═══ Supplied text ═══

[<prev] [next>] [<thread-prev] [thread-next>] [day] [month] [year] [list]
Message-ID: <3bbc16ba-953c-a6b6-c5f3-4deaeaa25d10@huawei.com>
Date: Tue, 16 Jul 2019 10:00:37 +0800
From: Xiaoming Ni <nixiaoming@...wei.com>
To: Vasily Averin <vvs@...tuozzo.com>,
"gregkh@...uxfoundation.org" <gregkh@...uxfoundation.org>
CC: "adobriyan@...il.com" <adobriyan@...il.com>,
"akpm@...ux-foundation.org" <akpm@...ux-foundation.org>,
"anna.schumaker@...app.com" <anna.schumaker@...app.com>,
"arjan@...ux.intel.com" <arjan@...ux.intel.com>,
"bfields@...ldses.org" <bfields@...ldses.org>,
"chuck.lever@...cle.com" <chuck.lever@...cle.com>,
"davem@...emloft.net" <davem@...emloft.net>,
"jlayton@...nel.org" <jlayton@...nel.org>,
"luto@...nel.org" <luto@...nel.org>,
"mingo@...nel.org" <mingo@...nel.org>,
"Nadia.Derbey@...l.net" <Nadia.Derbey@...l.net>,
"paulmck@...ux.vnet.ibm.com" <paulmck@...ux.vnet.ibm.com>,
"semen.protsenko@...aro.org" <semen.protsenko@...aro.org>,
"stable@...nel.org" <stable@...nel.org>,
"stern@...land.harvard.edu" <stern@...land.harvard.edu>,
"tglx@...utronix.de" <tglx@...utronix.de>,
"torvalds@...ux-foundation.org" <torvalds@...ux-foundation.org>,
"trond.myklebust@...merspace.com" <trond.myklebust@...merspace.com>,
"viresh.kumar@...aro.org" <viresh.kumar@...aro.org>,
"Huangjianhui (Alex)" <alex.huangjianhui@...wei.com>,
Dailei <dylix.dailei@...wei.com>,
"linux-kernel@...r.kernel.org" <linux-kernel@...r.kernel.org>,
"linux-nfs@...r.kernel.org" <linux-nfs@...r.kernel.org>,
"netdev@...r.kernel.org" <netdev@...r.kernel.org>
Subject: Re: [PATCH v3 0/3] kernel/notifier.c: avoid duplicate registration
On 2019/7/15 13:38, Vasily Averin wrote:
> On 7/14/19 5:45 AM, Xiaoming Ni wrote:
>> On 2019/7/12 22:07, gregkh@...uxfoundation.org wrote:
>>> On Fri, Jul 12, 2019 at 09:11:57PM +0800, Xiaoming Ni wrote:
>>>> On 2019/7/11 21:57, Vasily Averin wrote:
>>>>> On 7/11/19 4:55 AM, Nixiaoming wrote:
>>>>>> On Wed, July 10, 2019 1:49 PM Vasily Averin wrote:
>>>>>>> On 7/10/19 6:09 AM, Xiaoming Ni wrote:
>>>>>>>> Registering the same notifier to a hook repeatedly can cause the hook
>>>>>>>> list to form a ring or lose other members of the list.

═══

• [Problem set]:
a - According to the mailing list message, what can happen when the same notifier is registered to a hook repeatedly?
b - In two sentences, what does the mailing list message say?
The records have no connection to the mailing list message above.

═══ Stored rows ═══

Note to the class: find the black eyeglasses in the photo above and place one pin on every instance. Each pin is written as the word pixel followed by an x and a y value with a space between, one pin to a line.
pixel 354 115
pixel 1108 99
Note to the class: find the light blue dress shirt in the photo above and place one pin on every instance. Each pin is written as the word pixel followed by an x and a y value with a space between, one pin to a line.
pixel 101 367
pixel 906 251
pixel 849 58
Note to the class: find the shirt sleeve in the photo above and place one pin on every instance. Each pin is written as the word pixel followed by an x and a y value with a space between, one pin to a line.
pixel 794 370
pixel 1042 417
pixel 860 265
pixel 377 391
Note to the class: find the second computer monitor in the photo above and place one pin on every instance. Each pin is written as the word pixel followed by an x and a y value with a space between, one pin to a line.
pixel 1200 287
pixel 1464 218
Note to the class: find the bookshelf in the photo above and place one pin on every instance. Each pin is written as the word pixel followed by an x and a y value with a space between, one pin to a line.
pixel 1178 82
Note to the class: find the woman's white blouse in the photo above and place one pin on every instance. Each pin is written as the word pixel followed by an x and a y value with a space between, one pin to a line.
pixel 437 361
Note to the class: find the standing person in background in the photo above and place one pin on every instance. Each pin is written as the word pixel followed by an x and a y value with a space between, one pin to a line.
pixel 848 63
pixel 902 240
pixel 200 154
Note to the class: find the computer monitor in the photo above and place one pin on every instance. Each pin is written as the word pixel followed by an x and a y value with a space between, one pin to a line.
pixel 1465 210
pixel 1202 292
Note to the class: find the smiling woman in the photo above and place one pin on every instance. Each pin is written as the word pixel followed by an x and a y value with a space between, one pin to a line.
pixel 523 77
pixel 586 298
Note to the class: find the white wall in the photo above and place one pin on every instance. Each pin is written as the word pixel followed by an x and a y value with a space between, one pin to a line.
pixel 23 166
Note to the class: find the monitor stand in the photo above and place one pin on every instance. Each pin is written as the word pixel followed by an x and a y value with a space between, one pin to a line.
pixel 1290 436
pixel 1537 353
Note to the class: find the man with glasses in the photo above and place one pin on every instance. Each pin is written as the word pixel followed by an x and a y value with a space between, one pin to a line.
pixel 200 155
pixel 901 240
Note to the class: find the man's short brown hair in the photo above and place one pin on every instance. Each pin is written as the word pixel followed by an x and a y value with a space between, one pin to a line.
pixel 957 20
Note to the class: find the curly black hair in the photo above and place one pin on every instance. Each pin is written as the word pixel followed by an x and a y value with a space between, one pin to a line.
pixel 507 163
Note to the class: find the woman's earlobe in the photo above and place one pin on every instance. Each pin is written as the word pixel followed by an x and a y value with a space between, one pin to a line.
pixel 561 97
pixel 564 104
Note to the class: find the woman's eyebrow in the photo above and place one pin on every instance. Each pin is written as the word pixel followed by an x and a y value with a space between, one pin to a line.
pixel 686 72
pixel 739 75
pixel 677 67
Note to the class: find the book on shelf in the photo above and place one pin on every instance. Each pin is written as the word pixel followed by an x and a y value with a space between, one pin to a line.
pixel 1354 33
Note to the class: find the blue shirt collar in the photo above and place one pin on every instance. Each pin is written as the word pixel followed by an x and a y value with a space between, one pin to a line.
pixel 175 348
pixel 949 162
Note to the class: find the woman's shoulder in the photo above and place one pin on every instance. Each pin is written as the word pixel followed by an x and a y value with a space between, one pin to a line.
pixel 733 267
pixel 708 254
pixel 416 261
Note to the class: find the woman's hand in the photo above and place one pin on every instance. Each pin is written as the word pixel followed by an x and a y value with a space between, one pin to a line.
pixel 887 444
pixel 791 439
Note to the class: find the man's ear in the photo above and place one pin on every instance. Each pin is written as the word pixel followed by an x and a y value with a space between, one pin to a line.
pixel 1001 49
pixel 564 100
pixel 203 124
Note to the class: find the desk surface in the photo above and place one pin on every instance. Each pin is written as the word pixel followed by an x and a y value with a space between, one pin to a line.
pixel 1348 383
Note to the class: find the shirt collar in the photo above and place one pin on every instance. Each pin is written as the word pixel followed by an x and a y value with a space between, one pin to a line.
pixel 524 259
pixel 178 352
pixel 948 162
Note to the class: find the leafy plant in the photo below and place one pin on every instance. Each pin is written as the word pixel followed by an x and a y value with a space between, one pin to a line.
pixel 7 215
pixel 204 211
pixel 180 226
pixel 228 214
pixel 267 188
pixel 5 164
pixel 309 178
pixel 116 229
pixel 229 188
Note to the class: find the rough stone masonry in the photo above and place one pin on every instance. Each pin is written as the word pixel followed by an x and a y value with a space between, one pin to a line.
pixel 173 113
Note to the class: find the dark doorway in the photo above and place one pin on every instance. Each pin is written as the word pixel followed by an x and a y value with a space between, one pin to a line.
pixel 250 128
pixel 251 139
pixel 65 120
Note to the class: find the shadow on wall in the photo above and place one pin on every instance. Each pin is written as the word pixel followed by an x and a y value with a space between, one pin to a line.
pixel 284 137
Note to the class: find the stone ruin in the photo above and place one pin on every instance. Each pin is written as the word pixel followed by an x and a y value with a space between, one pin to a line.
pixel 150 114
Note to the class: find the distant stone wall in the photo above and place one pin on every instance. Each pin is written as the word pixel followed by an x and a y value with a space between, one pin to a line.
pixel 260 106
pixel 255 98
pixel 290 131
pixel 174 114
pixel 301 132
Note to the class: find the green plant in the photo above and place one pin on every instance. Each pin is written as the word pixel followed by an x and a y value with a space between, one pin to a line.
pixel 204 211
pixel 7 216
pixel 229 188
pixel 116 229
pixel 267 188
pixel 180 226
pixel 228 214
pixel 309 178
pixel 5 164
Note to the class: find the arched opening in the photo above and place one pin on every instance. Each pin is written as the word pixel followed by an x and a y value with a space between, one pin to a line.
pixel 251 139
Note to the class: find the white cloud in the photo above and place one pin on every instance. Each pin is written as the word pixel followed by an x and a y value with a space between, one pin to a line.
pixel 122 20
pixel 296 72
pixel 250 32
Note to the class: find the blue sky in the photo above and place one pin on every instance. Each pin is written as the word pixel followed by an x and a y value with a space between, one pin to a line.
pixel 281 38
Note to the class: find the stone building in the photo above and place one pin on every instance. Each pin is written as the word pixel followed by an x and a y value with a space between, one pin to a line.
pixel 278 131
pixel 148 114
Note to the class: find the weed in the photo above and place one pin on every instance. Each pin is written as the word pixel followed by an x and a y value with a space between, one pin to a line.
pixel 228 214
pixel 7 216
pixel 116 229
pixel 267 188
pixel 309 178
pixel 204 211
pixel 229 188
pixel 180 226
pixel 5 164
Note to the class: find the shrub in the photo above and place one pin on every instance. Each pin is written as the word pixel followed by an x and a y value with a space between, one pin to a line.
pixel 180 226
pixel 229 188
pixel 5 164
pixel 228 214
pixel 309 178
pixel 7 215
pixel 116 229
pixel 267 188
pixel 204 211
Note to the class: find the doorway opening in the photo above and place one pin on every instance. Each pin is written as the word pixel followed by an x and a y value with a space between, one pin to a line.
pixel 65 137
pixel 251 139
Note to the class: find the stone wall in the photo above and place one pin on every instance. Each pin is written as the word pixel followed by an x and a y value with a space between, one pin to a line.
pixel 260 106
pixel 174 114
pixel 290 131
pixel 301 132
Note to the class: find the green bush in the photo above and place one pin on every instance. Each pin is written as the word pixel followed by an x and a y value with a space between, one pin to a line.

═══
═══ Stored rows ═══

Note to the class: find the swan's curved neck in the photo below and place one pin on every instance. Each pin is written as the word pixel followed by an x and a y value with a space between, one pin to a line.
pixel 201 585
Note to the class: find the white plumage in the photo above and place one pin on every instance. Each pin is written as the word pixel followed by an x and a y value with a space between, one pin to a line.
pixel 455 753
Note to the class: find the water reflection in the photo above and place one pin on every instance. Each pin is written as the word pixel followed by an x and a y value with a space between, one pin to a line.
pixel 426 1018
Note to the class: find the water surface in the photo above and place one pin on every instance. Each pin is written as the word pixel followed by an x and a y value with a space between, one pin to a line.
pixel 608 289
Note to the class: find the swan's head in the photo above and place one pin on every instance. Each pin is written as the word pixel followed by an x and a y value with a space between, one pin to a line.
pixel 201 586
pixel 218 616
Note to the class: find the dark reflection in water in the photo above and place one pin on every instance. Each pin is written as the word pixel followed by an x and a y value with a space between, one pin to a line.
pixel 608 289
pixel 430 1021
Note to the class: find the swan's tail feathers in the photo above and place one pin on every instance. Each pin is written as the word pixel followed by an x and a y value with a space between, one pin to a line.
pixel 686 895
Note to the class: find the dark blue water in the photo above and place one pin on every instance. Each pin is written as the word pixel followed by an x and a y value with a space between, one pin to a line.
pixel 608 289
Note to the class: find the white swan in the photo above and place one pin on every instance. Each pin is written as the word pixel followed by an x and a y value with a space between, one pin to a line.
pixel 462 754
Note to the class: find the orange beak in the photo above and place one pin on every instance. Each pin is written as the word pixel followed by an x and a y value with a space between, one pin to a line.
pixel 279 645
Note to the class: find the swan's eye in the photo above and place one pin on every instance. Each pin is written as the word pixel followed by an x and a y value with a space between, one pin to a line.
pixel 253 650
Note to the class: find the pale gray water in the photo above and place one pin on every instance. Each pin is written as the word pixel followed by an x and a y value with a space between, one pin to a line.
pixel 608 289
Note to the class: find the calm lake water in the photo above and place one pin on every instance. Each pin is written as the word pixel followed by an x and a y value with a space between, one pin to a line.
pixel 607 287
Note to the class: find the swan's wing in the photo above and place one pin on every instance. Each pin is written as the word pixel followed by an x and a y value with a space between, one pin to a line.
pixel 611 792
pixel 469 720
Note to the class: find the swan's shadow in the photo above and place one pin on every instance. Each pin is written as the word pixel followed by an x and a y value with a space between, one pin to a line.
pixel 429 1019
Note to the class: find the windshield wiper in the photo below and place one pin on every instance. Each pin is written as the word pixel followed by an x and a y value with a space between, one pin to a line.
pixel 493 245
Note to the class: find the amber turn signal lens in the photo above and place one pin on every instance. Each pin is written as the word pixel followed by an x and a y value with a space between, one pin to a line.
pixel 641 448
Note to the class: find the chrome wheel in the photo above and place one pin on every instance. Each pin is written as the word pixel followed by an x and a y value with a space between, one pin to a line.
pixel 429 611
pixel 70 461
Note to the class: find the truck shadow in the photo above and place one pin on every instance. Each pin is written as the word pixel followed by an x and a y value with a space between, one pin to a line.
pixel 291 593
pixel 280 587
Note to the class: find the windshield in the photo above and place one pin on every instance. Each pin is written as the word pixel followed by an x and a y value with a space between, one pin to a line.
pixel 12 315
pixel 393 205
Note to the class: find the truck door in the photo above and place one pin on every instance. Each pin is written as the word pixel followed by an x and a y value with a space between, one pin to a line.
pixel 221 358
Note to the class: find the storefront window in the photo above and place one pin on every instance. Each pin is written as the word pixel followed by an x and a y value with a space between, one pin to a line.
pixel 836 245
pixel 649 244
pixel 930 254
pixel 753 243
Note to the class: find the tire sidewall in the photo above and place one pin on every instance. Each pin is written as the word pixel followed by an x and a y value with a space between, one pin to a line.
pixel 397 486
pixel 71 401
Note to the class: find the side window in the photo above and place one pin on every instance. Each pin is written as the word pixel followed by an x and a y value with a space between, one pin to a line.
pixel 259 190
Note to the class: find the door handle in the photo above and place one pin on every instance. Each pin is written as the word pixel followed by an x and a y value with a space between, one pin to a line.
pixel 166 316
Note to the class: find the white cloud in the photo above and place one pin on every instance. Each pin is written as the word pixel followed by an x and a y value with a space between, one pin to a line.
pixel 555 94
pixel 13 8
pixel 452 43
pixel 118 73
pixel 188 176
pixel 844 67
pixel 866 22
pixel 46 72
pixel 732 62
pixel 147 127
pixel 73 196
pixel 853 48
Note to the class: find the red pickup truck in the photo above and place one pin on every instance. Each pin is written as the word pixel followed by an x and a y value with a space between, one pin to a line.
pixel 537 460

═══

• [Replies]:
a - The hook list can form a ring or lose other members of the list.

b - Xiaoming Ni sent the message on July 16, 2019, replying in a thread about version 3 of a patch series titled "kernel/notifier.c: avoid duplicate registration." The quoted discussion states that registering the same notifier to a hook repeatedly can cause the hook list to form a ring or lose other members of the list.